**Exercise directions:** Retype the passage on the Yale nicotine and schizophrenia study, everything from "A study conducted" down to "eating and sex.".

------ Text block

A study conducted by Yale researchers suggests that nicotine enhances the cognitive functions of the brain and may explain why many schizophrenics are heavy smokers.

"Almost all patients with schizophrenia are smokers," says Dr. Tony George, assistant professor of psychiatry at the School of Medicine. "Our study shows there may be a mechanistic link to explain the high rates of association between schizophrenia and nicotine addiction, and maybe drug addiction in general."

George, lead author of the study published recently in the journal of Neuropsychopharmacology, said previous studies found that nicotine stimulates the dopamine or "reward" pathway in subcortical areas of the brain. The subcortical dopamine system underlies addictive properties of drugs of abuse and is also involved in allowing a person to feel pleasure from activities such as eating and sex.

"Schizophrenics have some propensity to have an abnormal drive in the reward pathway that make them susceptible to addictive and other risky behaviors," says George.

------------
------ Extracted entries

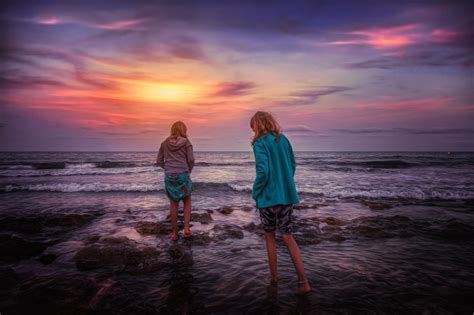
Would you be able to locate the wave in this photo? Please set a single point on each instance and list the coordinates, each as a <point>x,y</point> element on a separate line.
<point>210,187</point>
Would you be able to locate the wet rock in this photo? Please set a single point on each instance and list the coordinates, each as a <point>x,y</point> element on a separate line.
<point>71,219</point>
<point>306,232</point>
<point>49,165</point>
<point>8,277</point>
<point>14,248</point>
<point>68,294</point>
<point>200,238</point>
<point>203,218</point>
<point>247,208</point>
<point>26,225</point>
<point>334,221</point>
<point>119,255</point>
<point>376,206</point>
<point>254,228</point>
<point>380,227</point>
<point>181,255</point>
<point>91,239</point>
<point>47,259</point>
<point>228,231</point>
<point>153,228</point>
<point>451,229</point>
<point>225,210</point>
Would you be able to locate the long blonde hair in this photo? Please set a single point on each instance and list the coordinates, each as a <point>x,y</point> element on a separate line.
<point>179,129</point>
<point>264,123</point>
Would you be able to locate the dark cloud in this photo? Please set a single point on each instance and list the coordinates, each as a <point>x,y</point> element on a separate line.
<point>310,96</point>
<point>424,59</point>
<point>234,88</point>
<point>410,131</point>
<point>298,128</point>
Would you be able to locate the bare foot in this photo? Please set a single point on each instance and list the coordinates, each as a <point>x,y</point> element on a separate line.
<point>303,287</point>
<point>187,233</point>
<point>273,281</point>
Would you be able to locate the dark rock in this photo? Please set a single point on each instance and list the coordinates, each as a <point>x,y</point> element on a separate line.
<point>181,255</point>
<point>200,238</point>
<point>49,165</point>
<point>47,259</point>
<point>91,239</point>
<point>203,218</point>
<point>228,231</point>
<point>120,255</point>
<point>15,248</point>
<point>247,208</point>
<point>451,229</point>
<point>254,228</point>
<point>8,277</point>
<point>153,228</point>
<point>381,226</point>
<point>334,221</point>
<point>71,219</point>
<point>225,210</point>
<point>376,205</point>
<point>26,225</point>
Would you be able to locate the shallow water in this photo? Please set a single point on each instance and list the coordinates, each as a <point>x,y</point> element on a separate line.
<point>79,243</point>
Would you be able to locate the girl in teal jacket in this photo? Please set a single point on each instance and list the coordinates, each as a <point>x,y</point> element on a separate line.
<point>274,191</point>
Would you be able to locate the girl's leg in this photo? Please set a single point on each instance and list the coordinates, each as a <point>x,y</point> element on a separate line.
<point>295,254</point>
<point>174,218</point>
<point>272,256</point>
<point>187,212</point>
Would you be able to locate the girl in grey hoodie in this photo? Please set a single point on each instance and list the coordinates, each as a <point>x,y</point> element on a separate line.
<point>177,159</point>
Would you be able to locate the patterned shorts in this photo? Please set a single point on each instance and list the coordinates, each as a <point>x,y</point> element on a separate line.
<point>277,217</point>
<point>178,185</point>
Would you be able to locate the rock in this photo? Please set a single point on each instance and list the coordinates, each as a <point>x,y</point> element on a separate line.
<point>47,258</point>
<point>228,231</point>
<point>200,238</point>
<point>247,208</point>
<point>153,228</point>
<point>8,277</point>
<point>203,218</point>
<point>49,165</point>
<point>14,248</point>
<point>120,255</point>
<point>181,255</point>
<point>334,221</point>
<point>254,228</point>
<point>381,227</point>
<point>225,210</point>
<point>376,205</point>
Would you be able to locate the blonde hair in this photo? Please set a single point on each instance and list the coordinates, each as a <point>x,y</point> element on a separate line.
<point>264,123</point>
<point>179,129</point>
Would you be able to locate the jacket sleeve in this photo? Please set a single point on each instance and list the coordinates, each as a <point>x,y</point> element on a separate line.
<point>292,158</point>
<point>190,155</point>
<point>261,165</point>
<point>160,159</point>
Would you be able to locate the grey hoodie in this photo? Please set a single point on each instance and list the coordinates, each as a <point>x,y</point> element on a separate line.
<point>176,155</point>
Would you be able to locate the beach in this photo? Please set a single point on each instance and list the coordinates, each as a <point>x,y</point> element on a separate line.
<point>379,232</point>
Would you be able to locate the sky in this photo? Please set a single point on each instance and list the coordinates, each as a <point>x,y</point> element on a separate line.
<point>338,75</point>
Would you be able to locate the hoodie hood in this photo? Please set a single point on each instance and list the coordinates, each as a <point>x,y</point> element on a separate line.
<point>175,143</point>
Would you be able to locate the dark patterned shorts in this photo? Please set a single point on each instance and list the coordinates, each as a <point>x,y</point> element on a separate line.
<point>277,217</point>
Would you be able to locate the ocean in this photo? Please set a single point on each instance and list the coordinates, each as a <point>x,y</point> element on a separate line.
<point>383,232</point>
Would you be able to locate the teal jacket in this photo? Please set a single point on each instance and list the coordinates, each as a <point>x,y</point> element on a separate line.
<point>275,165</point>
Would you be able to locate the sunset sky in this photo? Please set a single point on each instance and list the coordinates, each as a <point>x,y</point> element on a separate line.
<point>338,75</point>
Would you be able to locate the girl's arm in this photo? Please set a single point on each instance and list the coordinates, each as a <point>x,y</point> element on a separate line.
<point>190,155</point>
<point>292,158</point>
<point>261,165</point>
<point>160,159</point>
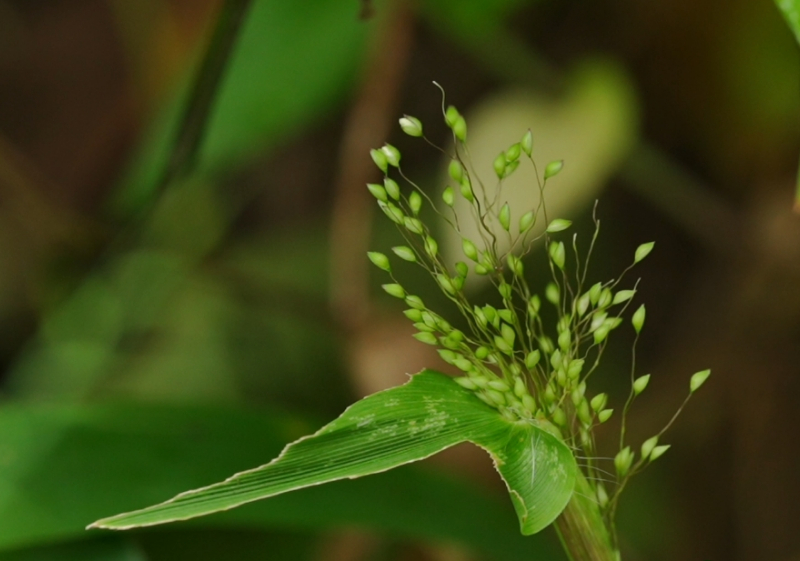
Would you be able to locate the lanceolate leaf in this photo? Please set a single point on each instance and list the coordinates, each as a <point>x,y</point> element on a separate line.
<point>390,429</point>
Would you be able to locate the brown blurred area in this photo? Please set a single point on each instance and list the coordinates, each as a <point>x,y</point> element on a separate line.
<point>710,177</point>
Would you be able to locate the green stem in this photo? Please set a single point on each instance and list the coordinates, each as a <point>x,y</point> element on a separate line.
<point>582,530</point>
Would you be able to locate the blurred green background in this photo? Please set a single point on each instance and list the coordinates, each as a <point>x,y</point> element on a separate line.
<point>160,335</point>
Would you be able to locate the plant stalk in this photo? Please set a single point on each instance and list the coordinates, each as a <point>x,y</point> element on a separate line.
<point>582,530</point>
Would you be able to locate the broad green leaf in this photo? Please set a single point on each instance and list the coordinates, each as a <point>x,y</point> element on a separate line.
<point>387,430</point>
<point>791,12</point>
<point>61,467</point>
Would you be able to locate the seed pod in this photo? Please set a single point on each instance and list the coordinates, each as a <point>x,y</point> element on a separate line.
<point>558,254</point>
<point>551,293</point>
<point>513,152</point>
<point>392,188</point>
<point>431,247</point>
<point>413,315</point>
<point>508,333</point>
<point>465,382</point>
<point>623,461</point>
<point>640,384</point>
<point>377,191</point>
<point>460,129</point>
<point>648,446</point>
<point>414,202</point>
<point>552,169</point>
<point>451,116</point>
<point>520,389</point>
<point>638,319</point>
<point>405,253</point>
<point>499,385</point>
<point>604,415</point>
<point>504,216</point>
<point>466,189</point>
<point>380,160</point>
<point>469,249</point>
<point>379,260</point>
<point>526,221</point>
<point>411,125</point>
<point>558,225</point>
<point>392,154</point>
<point>658,451</point>
<point>599,401</point>
<point>394,290</point>
<point>532,359</point>
<point>425,337</point>
<point>623,296</point>
<point>643,251</point>
<point>527,143</point>
<point>698,379</point>
<point>413,225</point>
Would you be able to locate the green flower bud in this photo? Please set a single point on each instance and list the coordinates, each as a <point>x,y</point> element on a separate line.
<point>499,385</point>
<point>392,212</point>
<point>504,217</point>
<point>414,202</point>
<point>502,345</point>
<point>640,384</point>
<point>380,160</point>
<point>532,359</point>
<point>405,253</point>
<point>526,221</point>
<point>465,382</point>
<point>425,337</point>
<point>558,225</point>
<point>431,247</point>
<point>377,191</point>
<point>508,334</point>
<point>394,290</point>
<point>466,189</point>
<point>698,379</point>
<point>500,165</point>
<point>513,153</point>
<point>379,260</point>
<point>455,170</point>
<point>643,251</point>
<point>527,143</point>
<point>623,296</point>
<point>594,293</point>
<point>552,169</point>
<point>604,415</point>
<point>447,196</point>
<point>558,254</point>
<point>470,250</point>
<point>451,116</point>
<point>392,154</point>
<point>446,284</point>
<point>623,461</point>
<point>551,293</point>
<point>658,451</point>
<point>411,125</point>
<point>599,401</point>
<point>413,225</point>
<point>460,129</point>
<point>648,446</point>
<point>413,315</point>
<point>520,389</point>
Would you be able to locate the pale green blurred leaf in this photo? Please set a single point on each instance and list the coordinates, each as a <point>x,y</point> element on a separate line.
<point>387,430</point>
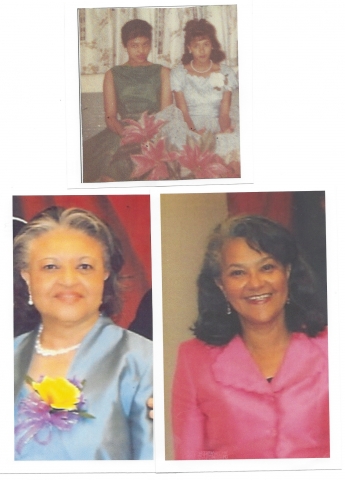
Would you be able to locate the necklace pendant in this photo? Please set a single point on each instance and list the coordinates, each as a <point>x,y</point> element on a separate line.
<point>199,71</point>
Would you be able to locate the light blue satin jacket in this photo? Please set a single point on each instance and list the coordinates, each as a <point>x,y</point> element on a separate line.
<point>117,368</point>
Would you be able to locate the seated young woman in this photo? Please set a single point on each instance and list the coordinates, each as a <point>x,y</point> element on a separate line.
<point>202,88</point>
<point>129,90</point>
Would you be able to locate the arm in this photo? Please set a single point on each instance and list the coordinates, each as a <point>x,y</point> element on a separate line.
<point>140,424</point>
<point>224,113</point>
<point>187,419</point>
<point>110,104</point>
<point>166,94</point>
<point>182,105</point>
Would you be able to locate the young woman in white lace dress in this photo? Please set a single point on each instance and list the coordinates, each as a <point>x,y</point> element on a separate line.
<point>203,90</point>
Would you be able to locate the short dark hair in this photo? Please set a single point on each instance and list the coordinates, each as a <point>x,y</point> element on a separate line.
<point>302,313</point>
<point>135,28</point>
<point>76,219</point>
<point>201,29</point>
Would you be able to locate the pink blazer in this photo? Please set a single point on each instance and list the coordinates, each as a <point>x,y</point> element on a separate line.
<point>224,408</point>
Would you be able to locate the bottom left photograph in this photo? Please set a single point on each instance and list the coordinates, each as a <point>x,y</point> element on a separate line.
<point>82,327</point>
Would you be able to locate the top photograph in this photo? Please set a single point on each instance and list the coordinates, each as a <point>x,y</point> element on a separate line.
<point>159,94</point>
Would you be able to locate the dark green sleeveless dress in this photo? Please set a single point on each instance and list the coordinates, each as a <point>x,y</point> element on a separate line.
<point>138,90</point>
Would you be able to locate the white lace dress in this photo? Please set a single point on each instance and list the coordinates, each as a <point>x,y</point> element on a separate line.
<point>203,96</point>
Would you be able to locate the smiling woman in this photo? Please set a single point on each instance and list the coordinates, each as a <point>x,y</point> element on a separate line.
<point>254,381</point>
<point>81,382</point>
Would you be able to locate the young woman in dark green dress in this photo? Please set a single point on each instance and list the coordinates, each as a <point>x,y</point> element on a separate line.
<point>129,90</point>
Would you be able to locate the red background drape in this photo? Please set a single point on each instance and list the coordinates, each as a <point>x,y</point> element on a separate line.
<point>129,217</point>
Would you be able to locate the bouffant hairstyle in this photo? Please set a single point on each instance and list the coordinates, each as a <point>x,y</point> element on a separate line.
<point>302,313</point>
<point>135,28</point>
<point>77,219</point>
<point>199,30</point>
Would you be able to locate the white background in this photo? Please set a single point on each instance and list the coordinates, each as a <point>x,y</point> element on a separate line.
<point>298,135</point>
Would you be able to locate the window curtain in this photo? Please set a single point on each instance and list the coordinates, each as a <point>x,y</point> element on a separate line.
<point>100,34</point>
<point>129,218</point>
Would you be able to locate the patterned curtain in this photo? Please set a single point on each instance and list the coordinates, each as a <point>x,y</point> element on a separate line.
<point>100,34</point>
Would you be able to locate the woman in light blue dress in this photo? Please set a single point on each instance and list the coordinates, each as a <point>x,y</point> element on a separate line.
<point>204,91</point>
<point>81,383</point>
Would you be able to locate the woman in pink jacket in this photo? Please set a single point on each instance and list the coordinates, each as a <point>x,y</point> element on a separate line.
<point>254,381</point>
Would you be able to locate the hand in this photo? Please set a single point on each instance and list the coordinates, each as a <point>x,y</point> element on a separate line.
<point>149,404</point>
<point>229,128</point>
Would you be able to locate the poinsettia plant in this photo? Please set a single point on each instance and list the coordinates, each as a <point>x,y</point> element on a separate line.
<point>158,160</point>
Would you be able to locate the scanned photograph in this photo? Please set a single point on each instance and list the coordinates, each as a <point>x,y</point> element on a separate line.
<point>245,325</point>
<point>82,328</point>
<point>159,93</point>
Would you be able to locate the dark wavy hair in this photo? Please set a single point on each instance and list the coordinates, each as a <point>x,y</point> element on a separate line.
<point>135,28</point>
<point>201,29</point>
<point>27,316</point>
<point>302,314</point>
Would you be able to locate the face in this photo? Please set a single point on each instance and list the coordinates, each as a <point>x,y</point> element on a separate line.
<point>65,276</point>
<point>138,49</point>
<point>255,284</point>
<point>201,49</point>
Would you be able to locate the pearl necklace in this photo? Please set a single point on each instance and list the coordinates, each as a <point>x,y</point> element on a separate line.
<point>46,352</point>
<point>198,71</point>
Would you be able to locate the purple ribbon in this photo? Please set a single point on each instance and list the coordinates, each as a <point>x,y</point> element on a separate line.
<point>37,419</point>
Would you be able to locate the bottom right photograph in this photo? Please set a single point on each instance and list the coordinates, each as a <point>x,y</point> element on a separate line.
<point>244,283</point>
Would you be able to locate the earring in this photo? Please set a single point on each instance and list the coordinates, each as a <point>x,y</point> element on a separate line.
<point>30,302</point>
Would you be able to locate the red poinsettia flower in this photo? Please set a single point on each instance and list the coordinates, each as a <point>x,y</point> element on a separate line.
<point>154,160</point>
<point>142,131</point>
<point>203,164</point>
<point>234,169</point>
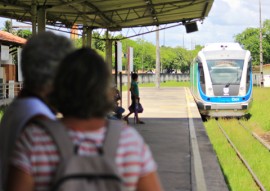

------------

**Exercise output:**
A study conducted by Yale researchers suggests that nicotine enhances the cognitive functions of the brain and may explain why many schizophrenics are heavy smokers.

"Almost all patients with schizophrenia are smokers," says Dr. Tony George, assistant professor of psychiatry at the School of Medicine. "Our study shows there may be a mechanistic link to explain the high rates of association between schizophrenia and nicotine addiction, and maybe drug addiction in general."

George, lead author of the study published recently in the journal of Neuropsychopharmacology, said previous studies found that nicotine stimulates the dopamine or "reward" pathway in subcortical areas of the brain. The subcortical dopamine system underlies addictive properties of drugs of abuse and is also involved in allowing a person to feel pleasure from activities such as eating and sex.